======== 제공된 기록 ========

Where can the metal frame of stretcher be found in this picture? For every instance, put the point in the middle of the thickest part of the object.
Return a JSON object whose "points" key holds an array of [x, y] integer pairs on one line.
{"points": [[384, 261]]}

========
======== 제공된 기록 ========

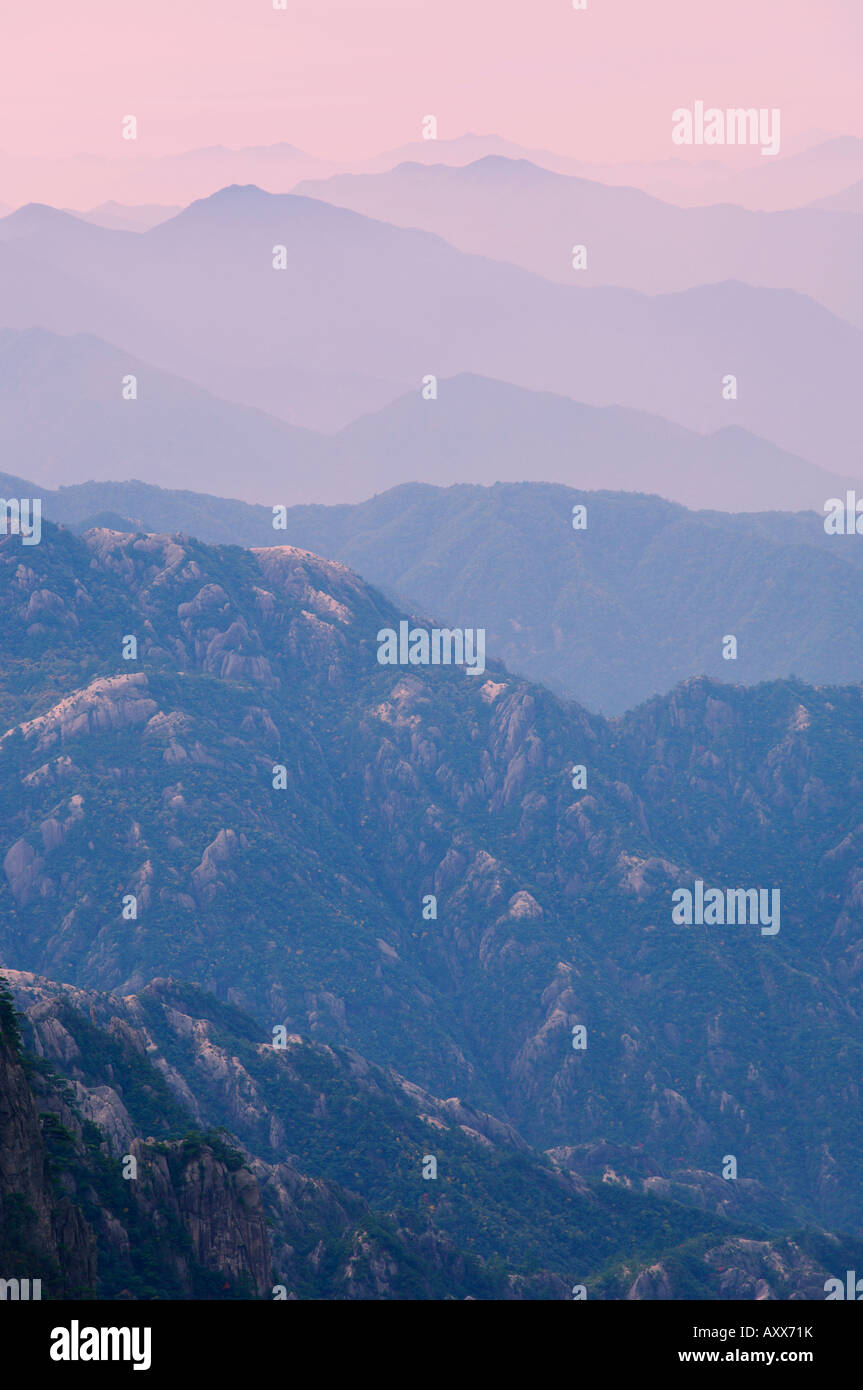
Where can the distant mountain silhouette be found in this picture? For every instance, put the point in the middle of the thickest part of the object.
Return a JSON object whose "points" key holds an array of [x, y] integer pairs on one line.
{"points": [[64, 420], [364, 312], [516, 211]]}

========
======== 제공된 기록 ========

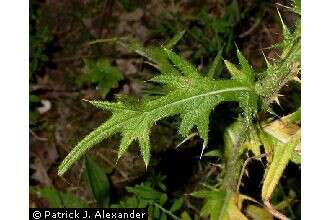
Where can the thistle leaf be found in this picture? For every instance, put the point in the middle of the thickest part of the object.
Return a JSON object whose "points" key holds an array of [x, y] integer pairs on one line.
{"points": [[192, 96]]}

========

▶ **짧은 과제**: 위 기록에서 "this"라는 단어가 들어 있는 줄을 빠짐없이 뽑아 그대로 옮겨 적으세요.

▶ **전체 답변**:
Where can the metal frame of stretcher be found in this picture? For every instance, put the point in the middle of the thickest part of the object.
Where can the distant mountain silhouette be found in this picture? For every instance, put the point in the middle of the thickest part of the object.
Where can the thistle leaf be found in this picture? For every instance, put the point in the middle of the thickest part of the object.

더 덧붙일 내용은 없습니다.